** START Provided entries **

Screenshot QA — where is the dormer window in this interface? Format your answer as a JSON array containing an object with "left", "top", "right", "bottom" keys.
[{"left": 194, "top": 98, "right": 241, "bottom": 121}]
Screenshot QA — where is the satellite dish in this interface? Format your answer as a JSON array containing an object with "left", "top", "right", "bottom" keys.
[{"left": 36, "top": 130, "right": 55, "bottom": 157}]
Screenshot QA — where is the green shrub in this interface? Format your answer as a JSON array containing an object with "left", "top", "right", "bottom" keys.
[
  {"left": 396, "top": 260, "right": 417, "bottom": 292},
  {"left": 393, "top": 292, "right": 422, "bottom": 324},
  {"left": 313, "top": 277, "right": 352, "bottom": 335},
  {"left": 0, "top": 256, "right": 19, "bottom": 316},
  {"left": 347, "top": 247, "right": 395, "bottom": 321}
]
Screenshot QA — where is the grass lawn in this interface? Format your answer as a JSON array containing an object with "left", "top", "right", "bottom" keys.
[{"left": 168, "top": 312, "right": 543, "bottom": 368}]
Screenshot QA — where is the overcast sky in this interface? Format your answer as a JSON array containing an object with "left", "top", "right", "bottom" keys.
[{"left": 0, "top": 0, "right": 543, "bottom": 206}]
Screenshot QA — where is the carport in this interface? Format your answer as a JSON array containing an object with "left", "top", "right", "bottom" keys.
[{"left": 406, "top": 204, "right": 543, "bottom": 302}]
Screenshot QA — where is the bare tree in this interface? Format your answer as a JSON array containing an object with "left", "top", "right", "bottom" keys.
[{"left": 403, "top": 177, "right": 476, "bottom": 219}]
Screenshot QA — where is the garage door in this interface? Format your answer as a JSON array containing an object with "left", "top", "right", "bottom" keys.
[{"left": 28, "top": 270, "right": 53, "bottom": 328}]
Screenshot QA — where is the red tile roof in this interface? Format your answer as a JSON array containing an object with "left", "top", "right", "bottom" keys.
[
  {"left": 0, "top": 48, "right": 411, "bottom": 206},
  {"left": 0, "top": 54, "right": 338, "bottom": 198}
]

** END Provided entries **

Your objective
Please update the rows above by replacing "in this interface" with "in this scene" everywhere it occurs, leaving everything else as it is.

Solution for this exercise
Screenshot QA — where is the dormer window in this scene? Format your answer as a JSON array containing an object with "left", "top", "right", "bottom" keys.
[{"left": 194, "top": 98, "right": 241, "bottom": 121}]
Screenshot QA — where is the satellite dish in this scene? Format your answer as a JSON array containing an object with "left", "top", "right", "bottom" keys.
[{"left": 36, "top": 130, "right": 55, "bottom": 157}]
Screenshot QA — where is the green shrub in this scene? Format your answer as a JSON array containing an object with "left", "top", "right", "bottom" keys.
[
  {"left": 396, "top": 260, "right": 417, "bottom": 292},
  {"left": 393, "top": 292, "right": 422, "bottom": 324},
  {"left": 313, "top": 277, "right": 352, "bottom": 335},
  {"left": 0, "top": 256, "right": 19, "bottom": 316},
  {"left": 347, "top": 247, "right": 395, "bottom": 321}
]
Screenshot QA — where is the grass lawn in this scene? Format your answer as a JSON array containing an object with "left", "top", "right", "bottom" keys.
[{"left": 168, "top": 312, "right": 543, "bottom": 368}]
Screenshot QA — where is the overcast sky in this scene? Format your answer as a JSON array containing an object with "left", "top", "right", "bottom" keys.
[{"left": 0, "top": 0, "right": 543, "bottom": 206}]
Screenshot QA — where is the carport in this scene? Format your answer as a JSON array containing an object with "left", "top", "right", "bottom" keys.
[{"left": 406, "top": 204, "right": 543, "bottom": 302}]
Screenshot QA — where is the bare tree in this scene? Format your answer as a JSON array containing an object with "left", "top", "right", "bottom" keys.
[{"left": 403, "top": 177, "right": 476, "bottom": 219}]
Screenshot QA — where is the garage door in this scene? Format your answer as a JSON array containing an object with "left", "top", "right", "bottom" keys.
[{"left": 28, "top": 270, "right": 53, "bottom": 328}]
Screenshot QA — where is the red tile roof in this scene? Format your answer as a JSON array containing an object with "left", "top", "right", "bottom" keys.
[
  {"left": 0, "top": 48, "right": 411, "bottom": 206},
  {"left": 0, "top": 54, "right": 338, "bottom": 198}
]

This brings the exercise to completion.